PROMPT
Copy out all the lines of the data that hold the word "instance".

SOURCE INFORMATION
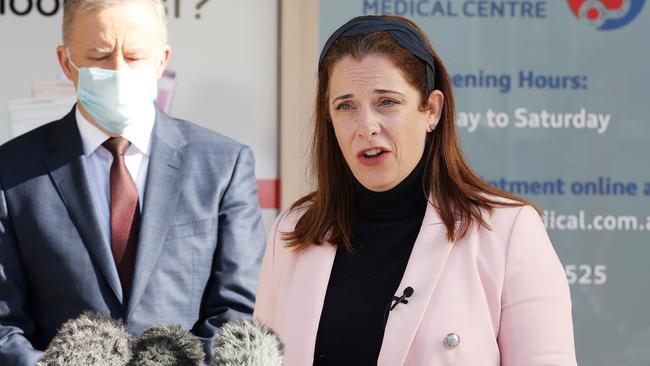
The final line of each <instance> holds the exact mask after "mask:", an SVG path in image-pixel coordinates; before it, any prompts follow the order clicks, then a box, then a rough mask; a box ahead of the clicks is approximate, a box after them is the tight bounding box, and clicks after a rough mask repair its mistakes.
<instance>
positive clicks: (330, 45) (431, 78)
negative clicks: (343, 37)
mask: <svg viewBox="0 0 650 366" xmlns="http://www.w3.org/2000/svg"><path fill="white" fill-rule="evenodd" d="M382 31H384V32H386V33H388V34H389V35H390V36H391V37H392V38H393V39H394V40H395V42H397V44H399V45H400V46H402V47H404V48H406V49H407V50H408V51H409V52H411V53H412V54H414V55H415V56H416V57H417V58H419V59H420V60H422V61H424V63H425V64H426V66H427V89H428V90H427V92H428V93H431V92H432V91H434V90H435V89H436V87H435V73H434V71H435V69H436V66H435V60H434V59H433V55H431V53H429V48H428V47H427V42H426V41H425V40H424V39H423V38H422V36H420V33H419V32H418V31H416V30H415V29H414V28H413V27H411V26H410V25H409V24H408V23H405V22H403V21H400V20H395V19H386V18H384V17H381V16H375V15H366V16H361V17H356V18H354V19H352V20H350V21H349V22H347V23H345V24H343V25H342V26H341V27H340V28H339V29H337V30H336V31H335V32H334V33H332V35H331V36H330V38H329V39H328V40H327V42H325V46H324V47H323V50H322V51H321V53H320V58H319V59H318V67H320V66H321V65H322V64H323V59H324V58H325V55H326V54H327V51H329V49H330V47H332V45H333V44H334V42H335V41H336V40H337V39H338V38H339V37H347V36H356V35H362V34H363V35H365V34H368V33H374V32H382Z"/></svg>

ANSWER BOX
The final line of each <instance> holds the exact mask after "mask:", an SVG path in image-pixel coordinates; before it, any prompts follow the order clicks, then a box, then a rough mask; a box ahead of the clicks is approximate, a box after them is the tight bounding box, and clicks after a rough mask repair its mistakes.
<instance>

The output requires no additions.